There is no shortage of potential treatments for the coronavirus—the real shortage is the time to figure out which ones work best. But UPMC says it plans to use artificial intelligence to accelerate the timetable for winnowing out approaches that don’t work. And among the first drugs to be tested will be anti-malarial medication hydroxychloroquine, which President Donald Trump has touted in press conferences.
"Already there are hundreds of clinical trials that have been registered around the world," said Dr. Derek Angus, professor and chair of the Pitt’s Department of Critical Care Medicine. But given the coronavirus threat and the years it can take for conventional clinical testing to be complete, "We do not have the luxury of time. We must try to learn while doing.”
Researchers call the approach REMAP, for Randomized, Embedded, Multi-factorial, Adaptive Platform. Angus and others devised a half-decade ago, and it allows researchers to pursue a number of potential treatments at the same time, using fewer patients than standalone clinical trials. The treatments are tested side-by-side, with the AI directing more patients to those that show the most promise, though a process called “reinforcement learning.”
In a Thursday-morning press conference, Angus said the result is that "even while the trial is still running, the trial then changes the odds towards getting those treatments more frequently. So the poor-performing therapies are discarded quickly, and essentially our physicians are always betting on the winning horse. The trial ends faster [and] the best treatments are given to the most patients right out of the gate.”

HOW TO COMPLETE THIS TASK >>
Copy the article on coronavirus treatment trials word for word, from "There is no" up to and including "in press conferences.". The data has no connection to the article on coronavirus treatment trials.

RECORDS SHOWN >>
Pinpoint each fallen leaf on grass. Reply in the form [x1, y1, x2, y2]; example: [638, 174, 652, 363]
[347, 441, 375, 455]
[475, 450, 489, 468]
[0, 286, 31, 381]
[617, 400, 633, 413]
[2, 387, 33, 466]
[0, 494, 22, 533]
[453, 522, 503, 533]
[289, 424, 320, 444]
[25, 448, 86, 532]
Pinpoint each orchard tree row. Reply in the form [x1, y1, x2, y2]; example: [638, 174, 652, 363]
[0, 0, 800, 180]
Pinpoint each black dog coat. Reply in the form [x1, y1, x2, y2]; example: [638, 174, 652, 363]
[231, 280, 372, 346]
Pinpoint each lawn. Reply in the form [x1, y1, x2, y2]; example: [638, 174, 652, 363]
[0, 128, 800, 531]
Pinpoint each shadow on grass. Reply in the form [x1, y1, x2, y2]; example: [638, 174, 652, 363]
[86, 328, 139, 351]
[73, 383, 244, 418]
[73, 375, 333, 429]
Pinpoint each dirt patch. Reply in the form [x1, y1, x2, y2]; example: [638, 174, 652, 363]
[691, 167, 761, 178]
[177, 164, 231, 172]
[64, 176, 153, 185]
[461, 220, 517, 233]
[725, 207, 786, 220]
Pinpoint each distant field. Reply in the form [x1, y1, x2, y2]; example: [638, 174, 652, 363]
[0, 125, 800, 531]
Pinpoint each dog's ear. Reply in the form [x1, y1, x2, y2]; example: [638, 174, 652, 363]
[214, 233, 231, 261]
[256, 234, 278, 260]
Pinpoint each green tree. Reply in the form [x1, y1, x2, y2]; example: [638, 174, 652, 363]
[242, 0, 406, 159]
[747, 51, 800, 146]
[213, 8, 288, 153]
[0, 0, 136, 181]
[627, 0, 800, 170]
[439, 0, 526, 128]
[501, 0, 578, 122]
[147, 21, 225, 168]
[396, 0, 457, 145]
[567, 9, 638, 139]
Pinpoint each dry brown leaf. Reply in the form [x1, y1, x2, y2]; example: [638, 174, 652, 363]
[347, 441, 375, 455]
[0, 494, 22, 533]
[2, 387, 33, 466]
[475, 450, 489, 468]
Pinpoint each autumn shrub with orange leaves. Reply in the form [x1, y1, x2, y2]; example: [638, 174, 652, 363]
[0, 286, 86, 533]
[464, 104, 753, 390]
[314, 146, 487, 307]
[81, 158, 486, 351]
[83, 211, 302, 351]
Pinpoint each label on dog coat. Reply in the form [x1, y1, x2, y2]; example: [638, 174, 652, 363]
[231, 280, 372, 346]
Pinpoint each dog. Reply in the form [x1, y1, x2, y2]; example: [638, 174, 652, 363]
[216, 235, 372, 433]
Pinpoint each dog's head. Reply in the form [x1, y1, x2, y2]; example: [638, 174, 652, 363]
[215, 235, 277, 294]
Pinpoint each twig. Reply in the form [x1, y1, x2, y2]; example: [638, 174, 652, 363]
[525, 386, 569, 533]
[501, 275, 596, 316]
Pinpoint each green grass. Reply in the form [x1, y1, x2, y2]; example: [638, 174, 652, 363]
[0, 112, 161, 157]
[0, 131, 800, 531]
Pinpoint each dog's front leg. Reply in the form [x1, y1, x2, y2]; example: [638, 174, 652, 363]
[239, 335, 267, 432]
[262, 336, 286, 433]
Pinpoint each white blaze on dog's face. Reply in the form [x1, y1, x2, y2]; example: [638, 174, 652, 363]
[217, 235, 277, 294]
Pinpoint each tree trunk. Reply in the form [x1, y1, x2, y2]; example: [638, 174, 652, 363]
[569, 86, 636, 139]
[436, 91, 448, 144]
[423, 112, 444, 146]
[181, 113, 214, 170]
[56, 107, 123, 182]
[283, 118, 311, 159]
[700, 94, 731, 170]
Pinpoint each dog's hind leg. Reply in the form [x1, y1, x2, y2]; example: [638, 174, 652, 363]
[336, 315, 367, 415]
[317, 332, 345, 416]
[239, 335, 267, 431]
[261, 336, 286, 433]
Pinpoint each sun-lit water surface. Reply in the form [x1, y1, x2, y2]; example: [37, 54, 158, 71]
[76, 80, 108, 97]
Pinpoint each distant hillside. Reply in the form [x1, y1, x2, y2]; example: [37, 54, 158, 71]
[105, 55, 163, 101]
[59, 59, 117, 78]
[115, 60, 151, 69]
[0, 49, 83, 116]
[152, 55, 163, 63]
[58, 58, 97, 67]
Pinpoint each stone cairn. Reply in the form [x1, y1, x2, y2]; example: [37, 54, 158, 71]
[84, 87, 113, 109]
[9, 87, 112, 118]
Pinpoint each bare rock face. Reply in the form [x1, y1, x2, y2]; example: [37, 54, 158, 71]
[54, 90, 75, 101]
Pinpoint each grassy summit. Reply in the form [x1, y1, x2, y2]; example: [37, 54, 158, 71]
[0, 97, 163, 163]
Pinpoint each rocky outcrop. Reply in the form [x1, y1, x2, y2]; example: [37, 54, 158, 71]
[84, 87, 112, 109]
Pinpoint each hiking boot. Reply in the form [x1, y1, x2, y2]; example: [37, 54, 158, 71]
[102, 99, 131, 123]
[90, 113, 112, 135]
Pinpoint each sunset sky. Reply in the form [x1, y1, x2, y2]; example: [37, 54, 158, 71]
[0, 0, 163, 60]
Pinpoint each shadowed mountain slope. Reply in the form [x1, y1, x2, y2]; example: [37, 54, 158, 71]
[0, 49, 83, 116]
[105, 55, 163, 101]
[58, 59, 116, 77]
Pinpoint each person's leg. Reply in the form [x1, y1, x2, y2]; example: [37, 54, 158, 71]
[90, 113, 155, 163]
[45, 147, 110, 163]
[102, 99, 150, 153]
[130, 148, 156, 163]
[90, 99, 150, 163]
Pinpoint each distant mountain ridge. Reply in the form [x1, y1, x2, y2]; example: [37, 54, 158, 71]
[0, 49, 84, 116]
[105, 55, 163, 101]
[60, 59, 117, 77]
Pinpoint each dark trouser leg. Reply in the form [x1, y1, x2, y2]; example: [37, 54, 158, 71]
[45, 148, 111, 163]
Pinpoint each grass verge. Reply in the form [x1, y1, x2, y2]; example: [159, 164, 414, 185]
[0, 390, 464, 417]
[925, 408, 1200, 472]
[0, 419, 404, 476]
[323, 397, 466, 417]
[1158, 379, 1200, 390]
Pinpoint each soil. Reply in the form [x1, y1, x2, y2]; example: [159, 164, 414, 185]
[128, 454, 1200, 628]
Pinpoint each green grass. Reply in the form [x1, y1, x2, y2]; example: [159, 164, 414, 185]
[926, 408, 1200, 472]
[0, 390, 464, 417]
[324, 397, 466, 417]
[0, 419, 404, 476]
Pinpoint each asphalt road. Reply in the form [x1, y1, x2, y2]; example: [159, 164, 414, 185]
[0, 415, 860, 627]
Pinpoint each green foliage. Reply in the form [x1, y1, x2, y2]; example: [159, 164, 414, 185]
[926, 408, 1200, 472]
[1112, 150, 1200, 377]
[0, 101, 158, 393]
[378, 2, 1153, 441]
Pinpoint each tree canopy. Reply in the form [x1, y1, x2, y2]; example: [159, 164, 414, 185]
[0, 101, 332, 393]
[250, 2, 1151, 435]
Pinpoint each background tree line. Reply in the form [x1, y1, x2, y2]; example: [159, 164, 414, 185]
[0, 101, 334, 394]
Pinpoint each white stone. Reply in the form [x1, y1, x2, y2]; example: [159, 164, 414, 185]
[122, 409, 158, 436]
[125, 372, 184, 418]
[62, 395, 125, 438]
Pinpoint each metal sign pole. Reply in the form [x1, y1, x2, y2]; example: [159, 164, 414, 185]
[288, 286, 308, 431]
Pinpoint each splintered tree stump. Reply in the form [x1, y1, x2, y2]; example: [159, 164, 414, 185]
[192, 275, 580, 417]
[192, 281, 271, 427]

EXPECTED OUTPUT >>
There is no shortage of potential treatments for the coronavirus—the real shortage is the time to figure out which ones work best. But UPMC says it plans to use artificial intelligence to accelerate the timetable for winnowing out approaches that don’t work. And among the first drugs to be tested will be anti-malarial medication hydroxychloroquine, which President Donald Trump has touted in press conferences.